» What you are asked to do
Could you please retype all of the entries exactly as they appear?

Dataset items
################

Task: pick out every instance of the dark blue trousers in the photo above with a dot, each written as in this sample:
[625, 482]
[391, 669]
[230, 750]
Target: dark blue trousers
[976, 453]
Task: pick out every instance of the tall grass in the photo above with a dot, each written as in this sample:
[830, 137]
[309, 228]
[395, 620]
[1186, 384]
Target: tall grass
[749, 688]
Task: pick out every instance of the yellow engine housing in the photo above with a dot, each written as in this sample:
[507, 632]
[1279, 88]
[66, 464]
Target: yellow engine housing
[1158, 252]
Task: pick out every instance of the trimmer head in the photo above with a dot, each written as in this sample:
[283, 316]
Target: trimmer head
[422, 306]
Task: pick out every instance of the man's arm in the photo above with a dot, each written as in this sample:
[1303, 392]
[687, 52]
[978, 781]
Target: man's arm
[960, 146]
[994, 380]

################

» Written response
Task: pick out every instance of the dark blue trousers in the photo above with a dot, each written as in this sample:
[625, 482]
[391, 669]
[230, 750]
Target: dark blue trousers
[976, 453]
Task: pick out every instance of the tall grass in the photo above with a dot, each written as in this sample:
[830, 137]
[309, 228]
[395, 620]
[1186, 384]
Target: tall grass
[749, 688]
Task: pick out every instance of the yellow engine housing in the photo above with a dot, each written as in this sample:
[507, 632]
[1279, 88]
[66, 464]
Target: yellow engine housing
[1158, 252]
Task: pick out every instance of the trimmer head in the photo above with a dot, each written as in this sample:
[283, 316]
Target: trimmer head
[422, 306]
Task: pick out every instance of the man's arm in the photo above with a dot, each written as in this sample:
[1303, 392]
[687, 52]
[978, 781]
Target: man's arm
[960, 146]
[994, 380]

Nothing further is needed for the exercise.